— START OF PASSAGE TO READ —

By Cory Gaines | Commentary, Colorado Accountability Project

The Colorado Sun article linked first below is nominally about high school kids, trap shooting, and teaching young ones how to be responsible around guns. The subhead illustrates pretty well:
“Schools in mostly rural counties are building high school shooting teams that teach kids discipline, focus, camaraderie — and most important, how to handle a gun safely.”
Perfectly fine topic. I like the topic, and I like that the Sun is looking outside the metro area to bring interesting stories back to that region, something that they do regularly if I’m going to be fair to them.
If the Sun reporter stayed with the topic of the subhead, if she had focused on what is an unusual sport and how it’s helping youngsters in the way that sports can, this would have been a great article.
The Sun being what it is, Ms. Ross (the writer) being who she is, means that we can’t just leave things there. Ms. Ross takes the time and effort to sneak in some gun control talking points. Her rationale (in particular given she hasn’t responded to my email inquiries–see below) is not something I’m willing to speculate on, but I can tell you what it’s effect is.
An earlier newsletter on Dr. Niemiec, CPW and the state’s wildlife strategy is linked second below. I put it there because one of its themes is quite similar to what Ms. Ross included in her piece. Both are examples of embedding things into what appear to be ordinary discussion.
Sneaking gun control talking points into an article, without any alternative interpretations or context, helps them become common sense. It allows advocates to, as they’ve so often done through the liberal media, get their piece in without facing any counterarguments, until such “chestnuts” (as Ross calls gun rights arguments), become truth.
Let me show you with a couple non-contiguous quotes (pasted here in the same order they appear in Ms. Ross’ piece, with embedded links intact):
“And for kids, ‘even living in a home with a gun increases the risk of gun violence, but particularly when they start to have direct access to firearms themselves. The reality is that gun violence is a leading cause of death for kids and teens in this country‘ [researcher for gun control advocates Giffords Kelly] Drane said.”
“Since Colorado passed a flurry of gun laws starting in 2021, homicides have decreased by 29.5% statewide, aggravated assaults by 11.7% and violent crime by 13.3%, according to the Colorado Department of Criminal Justice 2025 midyear Colorado Crime Trends report.”
Following the link to Gifford’s assertion from the first quote takes you to a pretty looking bar graph which does indeed show what Giffords is claiming. See screenshot 1 for the graph.

The only problem is that there is no method listed for how Giffords arrives at these numbers. It’s just their graph. Trying to follow the link at bottom which Giffords lists as their source just takes you to a CDC database.
I do not know how Gifford arrived at this, their latest iteration of this claim, but if Giffords follows what it’s done in the past, it’s highly dependent on how and where you look. It’s not a robust result which holds up under various ways to parse the data.

— END OF PASSAGE TO READ —

## GIVEN EXERCISE:
In the commentary on the Colorado Sun shooting-team article, where does the source link listed at the bottom of the Giffords graph take you?

— START OF DATA ROWS —

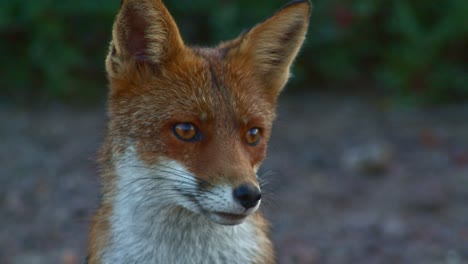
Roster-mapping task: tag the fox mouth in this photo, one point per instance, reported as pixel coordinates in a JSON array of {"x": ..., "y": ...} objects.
[{"x": 226, "y": 218}]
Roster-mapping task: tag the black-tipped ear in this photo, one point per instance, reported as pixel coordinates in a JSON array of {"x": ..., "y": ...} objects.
[
  {"x": 145, "y": 31},
  {"x": 270, "y": 48}
]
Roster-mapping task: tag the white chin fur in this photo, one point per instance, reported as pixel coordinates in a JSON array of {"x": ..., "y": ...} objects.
[{"x": 173, "y": 185}]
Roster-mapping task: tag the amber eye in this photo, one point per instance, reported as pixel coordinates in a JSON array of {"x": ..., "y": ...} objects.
[
  {"x": 186, "y": 132},
  {"x": 253, "y": 136}
]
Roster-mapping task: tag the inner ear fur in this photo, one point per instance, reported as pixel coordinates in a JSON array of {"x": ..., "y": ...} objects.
[
  {"x": 270, "y": 47},
  {"x": 143, "y": 31}
]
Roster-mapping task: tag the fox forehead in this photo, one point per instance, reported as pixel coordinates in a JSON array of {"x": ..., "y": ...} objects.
[{"x": 201, "y": 85}]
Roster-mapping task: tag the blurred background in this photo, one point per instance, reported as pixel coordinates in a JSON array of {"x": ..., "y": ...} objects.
[{"x": 369, "y": 154}]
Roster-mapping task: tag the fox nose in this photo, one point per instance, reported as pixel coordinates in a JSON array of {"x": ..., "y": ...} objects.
[{"x": 247, "y": 194}]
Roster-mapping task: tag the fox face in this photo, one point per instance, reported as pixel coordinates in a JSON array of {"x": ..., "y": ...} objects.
[{"x": 189, "y": 126}]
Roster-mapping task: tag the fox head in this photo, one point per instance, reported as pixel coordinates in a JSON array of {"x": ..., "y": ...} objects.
[{"x": 192, "y": 124}]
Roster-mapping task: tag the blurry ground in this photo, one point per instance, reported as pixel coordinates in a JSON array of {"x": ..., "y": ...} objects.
[{"x": 354, "y": 183}]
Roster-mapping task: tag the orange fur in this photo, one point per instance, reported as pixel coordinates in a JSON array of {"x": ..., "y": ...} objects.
[{"x": 157, "y": 81}]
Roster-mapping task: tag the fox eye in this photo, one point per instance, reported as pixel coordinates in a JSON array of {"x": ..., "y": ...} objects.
[
  {"x": 186, "y": 132},
  {"x": 252, "y": 137}
]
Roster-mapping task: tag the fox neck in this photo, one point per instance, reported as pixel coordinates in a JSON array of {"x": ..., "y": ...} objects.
[{"x": 146, "y": 228}]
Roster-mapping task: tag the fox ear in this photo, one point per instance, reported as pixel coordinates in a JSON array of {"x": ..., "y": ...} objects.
[
  {"x": 270, "y": 47},
  {"x": 144, "y": 31}
]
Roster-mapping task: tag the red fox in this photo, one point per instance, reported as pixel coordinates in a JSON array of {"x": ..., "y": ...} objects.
[{"x": 188, "y": 129}]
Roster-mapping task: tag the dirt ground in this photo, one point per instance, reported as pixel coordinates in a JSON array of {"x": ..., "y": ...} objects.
[{"x": 354, "y": 181}]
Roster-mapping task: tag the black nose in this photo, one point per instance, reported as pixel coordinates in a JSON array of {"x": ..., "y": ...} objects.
[{"x": 247, "y": 194}]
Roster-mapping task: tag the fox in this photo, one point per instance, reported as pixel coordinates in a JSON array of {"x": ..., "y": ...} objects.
[{"x": 187, "y": 132}]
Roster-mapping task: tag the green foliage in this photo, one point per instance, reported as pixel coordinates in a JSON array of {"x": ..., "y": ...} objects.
[{"x": 414, "y": 49}]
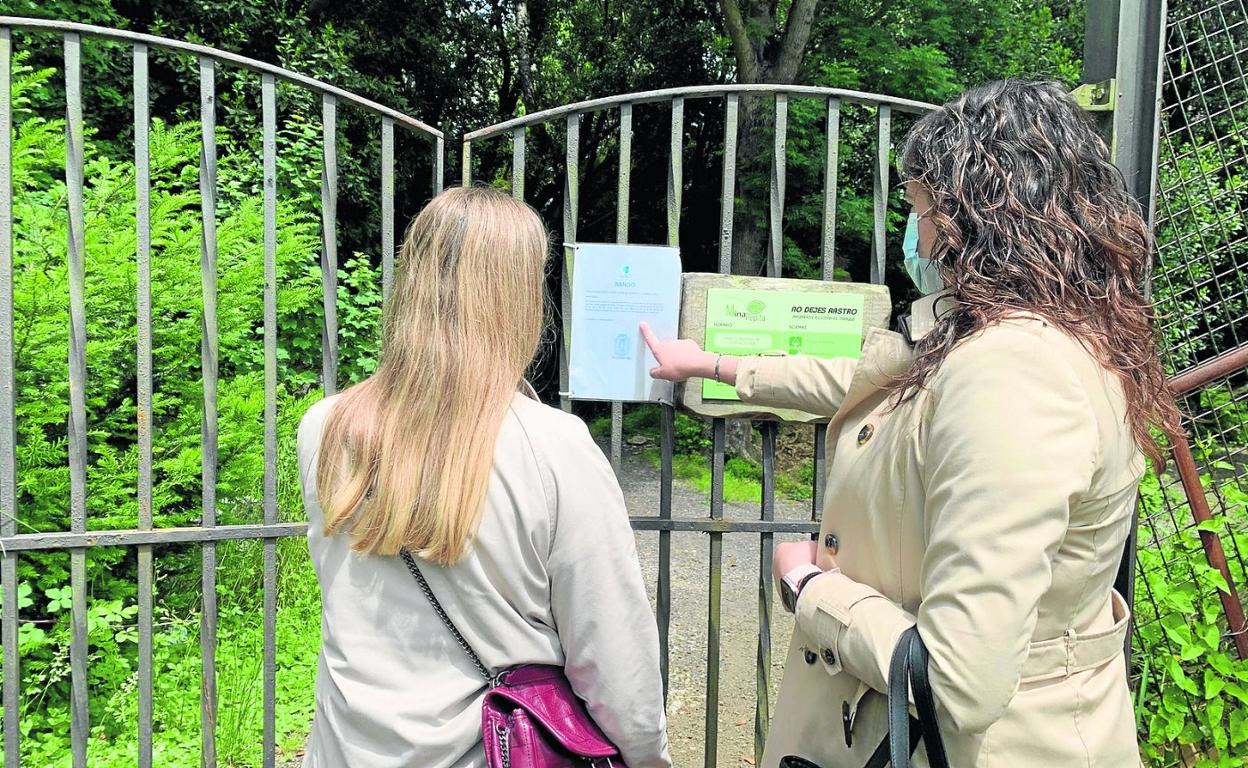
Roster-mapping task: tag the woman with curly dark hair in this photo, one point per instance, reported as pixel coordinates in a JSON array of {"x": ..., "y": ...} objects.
[{"x": 984, "y": 462}]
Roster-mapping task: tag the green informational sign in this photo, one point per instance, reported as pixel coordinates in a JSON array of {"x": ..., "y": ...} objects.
[{"x": 753, "y": 322}]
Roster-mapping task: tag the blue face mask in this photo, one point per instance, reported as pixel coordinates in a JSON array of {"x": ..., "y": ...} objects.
[{"x": 921, "y": 270}]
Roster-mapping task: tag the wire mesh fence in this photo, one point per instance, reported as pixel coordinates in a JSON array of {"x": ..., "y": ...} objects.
[{"x": 1194, "y": 530}]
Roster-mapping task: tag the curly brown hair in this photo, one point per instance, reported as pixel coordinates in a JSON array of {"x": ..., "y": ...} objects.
[{"x": 1031, "y": 215}]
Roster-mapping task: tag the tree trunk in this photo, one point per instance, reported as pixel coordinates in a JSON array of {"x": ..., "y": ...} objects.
[{"x": 753, "y": 175}]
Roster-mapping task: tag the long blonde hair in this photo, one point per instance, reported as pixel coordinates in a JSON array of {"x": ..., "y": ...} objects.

— END OF DATA ROWS —

## TASK OUTPUT:
It takes you to a CDC database.